+++ RECORD LIST
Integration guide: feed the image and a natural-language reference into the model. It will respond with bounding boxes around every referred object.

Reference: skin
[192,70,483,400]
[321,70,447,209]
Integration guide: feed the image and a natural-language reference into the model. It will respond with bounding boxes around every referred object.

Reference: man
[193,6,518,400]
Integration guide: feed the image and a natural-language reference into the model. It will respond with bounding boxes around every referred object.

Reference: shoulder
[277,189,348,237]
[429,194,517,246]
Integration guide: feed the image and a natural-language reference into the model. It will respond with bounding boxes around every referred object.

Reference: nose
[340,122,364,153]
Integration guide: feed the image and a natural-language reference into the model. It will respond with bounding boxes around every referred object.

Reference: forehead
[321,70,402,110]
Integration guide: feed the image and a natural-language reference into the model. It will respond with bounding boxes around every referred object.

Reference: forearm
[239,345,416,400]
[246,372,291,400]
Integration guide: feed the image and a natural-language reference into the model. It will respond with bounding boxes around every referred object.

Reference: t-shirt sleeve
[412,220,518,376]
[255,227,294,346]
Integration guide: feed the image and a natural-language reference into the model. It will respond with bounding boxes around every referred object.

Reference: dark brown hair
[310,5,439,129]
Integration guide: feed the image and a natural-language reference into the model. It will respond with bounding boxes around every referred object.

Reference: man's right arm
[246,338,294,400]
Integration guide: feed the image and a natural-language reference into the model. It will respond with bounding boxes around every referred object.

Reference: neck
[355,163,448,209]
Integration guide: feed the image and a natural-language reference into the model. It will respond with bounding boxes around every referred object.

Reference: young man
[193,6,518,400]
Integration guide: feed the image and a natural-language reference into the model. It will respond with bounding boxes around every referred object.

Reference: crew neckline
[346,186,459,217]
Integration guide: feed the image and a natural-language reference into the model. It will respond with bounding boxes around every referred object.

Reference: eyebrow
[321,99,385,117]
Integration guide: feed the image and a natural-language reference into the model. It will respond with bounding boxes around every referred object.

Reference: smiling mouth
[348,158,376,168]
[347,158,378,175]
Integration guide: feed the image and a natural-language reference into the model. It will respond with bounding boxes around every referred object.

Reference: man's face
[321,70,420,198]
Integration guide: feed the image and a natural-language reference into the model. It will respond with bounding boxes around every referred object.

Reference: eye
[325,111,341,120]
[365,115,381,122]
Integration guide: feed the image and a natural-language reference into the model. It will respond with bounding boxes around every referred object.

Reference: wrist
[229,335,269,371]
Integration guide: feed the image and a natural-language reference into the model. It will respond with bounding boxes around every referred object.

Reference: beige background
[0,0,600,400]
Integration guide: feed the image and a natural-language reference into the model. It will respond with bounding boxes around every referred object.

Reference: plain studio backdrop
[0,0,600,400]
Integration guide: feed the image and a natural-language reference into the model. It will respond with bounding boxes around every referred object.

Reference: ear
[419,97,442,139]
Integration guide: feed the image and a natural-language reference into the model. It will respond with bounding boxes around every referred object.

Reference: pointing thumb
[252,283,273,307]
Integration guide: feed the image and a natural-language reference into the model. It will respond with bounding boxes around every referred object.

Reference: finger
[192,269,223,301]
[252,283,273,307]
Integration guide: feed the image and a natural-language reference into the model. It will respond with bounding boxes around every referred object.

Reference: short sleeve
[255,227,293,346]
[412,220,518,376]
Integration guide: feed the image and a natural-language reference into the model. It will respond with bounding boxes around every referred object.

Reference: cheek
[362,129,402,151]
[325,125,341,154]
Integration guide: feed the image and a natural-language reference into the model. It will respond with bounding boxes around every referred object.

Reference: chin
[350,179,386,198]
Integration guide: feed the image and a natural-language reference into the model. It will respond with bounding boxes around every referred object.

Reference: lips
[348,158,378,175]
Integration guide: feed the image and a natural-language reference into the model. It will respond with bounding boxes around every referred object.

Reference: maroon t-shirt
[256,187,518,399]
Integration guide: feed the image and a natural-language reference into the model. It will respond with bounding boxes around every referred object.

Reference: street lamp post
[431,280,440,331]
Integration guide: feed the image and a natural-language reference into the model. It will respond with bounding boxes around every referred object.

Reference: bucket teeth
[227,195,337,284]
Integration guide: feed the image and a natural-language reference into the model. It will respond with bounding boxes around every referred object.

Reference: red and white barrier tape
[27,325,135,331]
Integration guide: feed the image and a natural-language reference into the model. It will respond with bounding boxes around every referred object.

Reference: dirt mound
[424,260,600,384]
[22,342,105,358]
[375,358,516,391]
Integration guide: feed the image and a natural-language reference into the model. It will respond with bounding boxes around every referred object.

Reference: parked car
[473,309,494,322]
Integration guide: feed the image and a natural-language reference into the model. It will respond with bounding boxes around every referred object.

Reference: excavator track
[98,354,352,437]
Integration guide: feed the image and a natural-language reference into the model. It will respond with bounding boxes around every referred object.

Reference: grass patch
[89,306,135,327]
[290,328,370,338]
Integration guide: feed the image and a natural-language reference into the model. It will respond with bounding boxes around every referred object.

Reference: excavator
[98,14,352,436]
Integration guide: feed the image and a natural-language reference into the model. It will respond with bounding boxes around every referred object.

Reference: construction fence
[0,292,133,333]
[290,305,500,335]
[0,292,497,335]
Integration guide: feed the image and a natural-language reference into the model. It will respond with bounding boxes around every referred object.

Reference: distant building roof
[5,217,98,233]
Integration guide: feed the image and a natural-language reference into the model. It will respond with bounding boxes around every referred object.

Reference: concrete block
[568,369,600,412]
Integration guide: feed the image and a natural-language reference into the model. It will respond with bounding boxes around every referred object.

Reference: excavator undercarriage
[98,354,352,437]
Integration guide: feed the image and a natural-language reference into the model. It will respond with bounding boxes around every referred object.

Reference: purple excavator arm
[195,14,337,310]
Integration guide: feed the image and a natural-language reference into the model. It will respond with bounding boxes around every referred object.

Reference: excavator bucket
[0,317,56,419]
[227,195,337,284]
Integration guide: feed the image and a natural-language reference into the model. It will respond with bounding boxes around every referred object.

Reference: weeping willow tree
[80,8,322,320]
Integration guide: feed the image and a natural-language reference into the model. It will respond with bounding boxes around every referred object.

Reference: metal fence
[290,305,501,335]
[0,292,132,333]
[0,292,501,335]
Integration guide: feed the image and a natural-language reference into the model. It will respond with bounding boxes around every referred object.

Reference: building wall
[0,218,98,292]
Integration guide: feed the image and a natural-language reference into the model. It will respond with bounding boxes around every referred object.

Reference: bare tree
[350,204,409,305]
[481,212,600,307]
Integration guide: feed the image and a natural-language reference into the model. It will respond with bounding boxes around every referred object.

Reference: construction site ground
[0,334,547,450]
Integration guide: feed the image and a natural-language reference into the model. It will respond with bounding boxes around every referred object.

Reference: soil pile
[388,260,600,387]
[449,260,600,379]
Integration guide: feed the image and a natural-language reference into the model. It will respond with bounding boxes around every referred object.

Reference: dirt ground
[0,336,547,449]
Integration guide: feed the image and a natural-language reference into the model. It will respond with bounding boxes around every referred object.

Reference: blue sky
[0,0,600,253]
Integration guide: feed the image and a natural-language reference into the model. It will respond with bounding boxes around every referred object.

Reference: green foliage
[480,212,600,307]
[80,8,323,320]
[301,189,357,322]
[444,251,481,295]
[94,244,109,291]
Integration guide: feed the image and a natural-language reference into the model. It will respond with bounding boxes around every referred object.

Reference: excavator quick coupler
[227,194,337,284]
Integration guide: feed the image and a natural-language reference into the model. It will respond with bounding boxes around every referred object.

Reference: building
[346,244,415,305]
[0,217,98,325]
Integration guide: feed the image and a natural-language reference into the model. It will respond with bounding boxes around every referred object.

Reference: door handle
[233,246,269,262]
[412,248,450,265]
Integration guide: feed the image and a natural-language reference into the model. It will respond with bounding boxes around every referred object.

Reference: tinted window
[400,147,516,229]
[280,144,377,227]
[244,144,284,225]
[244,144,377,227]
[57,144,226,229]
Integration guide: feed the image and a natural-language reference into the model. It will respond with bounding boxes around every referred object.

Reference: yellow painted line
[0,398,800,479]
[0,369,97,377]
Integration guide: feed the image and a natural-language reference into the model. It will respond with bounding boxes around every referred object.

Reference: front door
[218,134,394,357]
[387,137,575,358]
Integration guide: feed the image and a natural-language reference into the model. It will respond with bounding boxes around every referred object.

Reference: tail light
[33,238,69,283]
++++++
### EXERCISE PROMPT
Quote the data word for word, from the first line through the line containing "[246,338,294,400]", including both of those lines.

### CORRECT ANSWER
Integration guide: feed the image and a natural-language reference into the model. It will respond with bounding boxes around every referred object.

Reference: skin
[192,70,483,400]
[321,70,447,209]
Integration guide: feed the image and a natural-language reference into the model. It will respond with bounding boxes around every referred object.

Reference: man
[193,6,518,400]
Integration guide: feed the image and a natural-language reference into the model. It will respond with bounding boxes around every referred object.

Reference: shoulder
[277,189,348,237]
[429,194,517,246]
Integration guide: feed the image and a natural-language reference into the model. It will respond with bounding boxes around every referred object.

Reference: nose
[340,122,364,153]
Integration guide: feed the image and a natural-language reference into the model. It will respond with bounding boxes around every referred object.

Reference: forehead
[321,70,402,110]
Integration guide: feed the image and a natural-language reference into the model. It will respond with bounding boxes around every referred object.

Reference: forearm
[239,345,416,400]
[246,372,291,400]
Integration guide: feed the image and a natural-language reference into the model. It will respond with bounding boxes around every referred object.

Reference: t-shirt sleeve
[412,220,518,376]
[255,227,294,346]
Integration guide: feed the image and a natural-language reference into the model. It will respond with bounding boxes around every referred object.

Reference: dark brown hair
[310,5,439,129]
Integration guide: feed the image and a natural-language reference into the model. It will respond with bounding boxes around every referred object.

Reference: man's right arm
[246,338,294,400]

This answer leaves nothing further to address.